▶ Aufgabenliste
1. Was folgt laut dem Urteilsauszug daraus, dass die Berufung der Klägerin zurückzuweisen war?
2. Schreibe den Teil des Urteilsauszugs, der mit den Worten „Mit dem festgestellten“ beginnt und mit „sind nicht ersichtlich.“ endet, noch einmal ab und tausche dabei „Revision“ gegen „Beschwerde“ aus.

▶ Vorliegender Urteilsauszug
==============================

Der Einholung eines weiteren nervenärztlichen Gutachtens bedurfte es unter diesen Umständen nicht. Die Klägerin ist gerade im Bereich des neurologisch-psychiatrischen Fachgebiets mehrfach untersucht und begutachtet worden. Anhand dieser Gutachten und der vorliegenden Behandlungsberichte hat sich für das Gericht ein zuverlässiges Bild von der Leistungsfähigkeit der Klägerin ergeben, das als Grundlage für die Entscheidung tauglich ist. Ernsthafte Zweifel, dass die gewonnene Leistungseinschätzung zutreffend ist, haben sich für den Senat nicht ergeben.

Mit dem festgestellten Leistungsvermögen ist die Klägerin nach ihrem Berufsweg auf den allgemeinen Arbeitsmarkt verweisbar, ohne dass es der Benennung einer konkreten Verweisungstätigkeit bedarf; auch insoweit ist den Ausführungen des SG zuzustimmen.

Die Berufung der Klägerin war deshalb zurückzuweisen. Daraus folgt, dass außergerichtliche Kosten nicht zu erstatten sind.

Gründe für die Zulassung der Revision gemäß § 160 Abs 2 SGG sind nicht ersichtlich.

==============================

▶ Übungsdaten
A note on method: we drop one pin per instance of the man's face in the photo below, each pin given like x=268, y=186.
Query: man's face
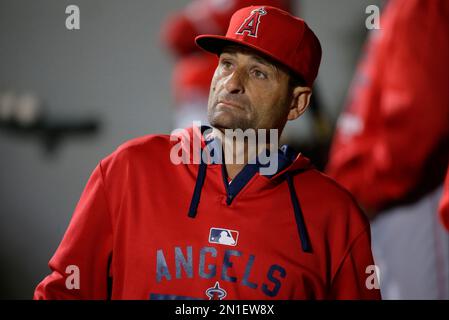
x=247, y=91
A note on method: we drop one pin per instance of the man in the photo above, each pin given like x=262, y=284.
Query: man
x=150, y=226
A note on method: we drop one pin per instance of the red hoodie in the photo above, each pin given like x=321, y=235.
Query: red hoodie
x=147, y=228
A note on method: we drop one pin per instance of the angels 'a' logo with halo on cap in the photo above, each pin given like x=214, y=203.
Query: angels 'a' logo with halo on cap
x=251, y=24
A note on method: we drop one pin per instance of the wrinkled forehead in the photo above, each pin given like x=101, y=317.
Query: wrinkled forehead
x=253, y=54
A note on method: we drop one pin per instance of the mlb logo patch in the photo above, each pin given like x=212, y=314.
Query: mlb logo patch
x=223, y=236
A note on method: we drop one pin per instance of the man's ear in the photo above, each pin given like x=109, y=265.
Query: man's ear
x=300, y=101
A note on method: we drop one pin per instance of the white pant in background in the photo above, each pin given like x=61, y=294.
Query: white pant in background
x=411, y=248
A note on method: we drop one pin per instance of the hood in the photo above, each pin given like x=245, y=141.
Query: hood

==============================

▶ Antworten
1. Außergerichtliche Kosten sind nicht zu erstatten.

2.
Mit dem festgestellten Leistungsvermögen ist die Klägerin nach ihrem Berufsweg auf den allgemeinen Arbeitsmarkt verweisbar, ohne dass es der Benennung einer konkreten Verweisungstätigkeit bedarf; auch insoweit ist den Ausführungen des SG zuzustimmen.

Die Berufung der Klägerin war deshalb zurückzuweisen. Daraus folgt, dass außergerichtliche Kosten nicht zu erstatten sind.

Gründe für die Zulassung der Beschwerde gemäß § 160 Abs 2 SGG sind nicht ersichtlich.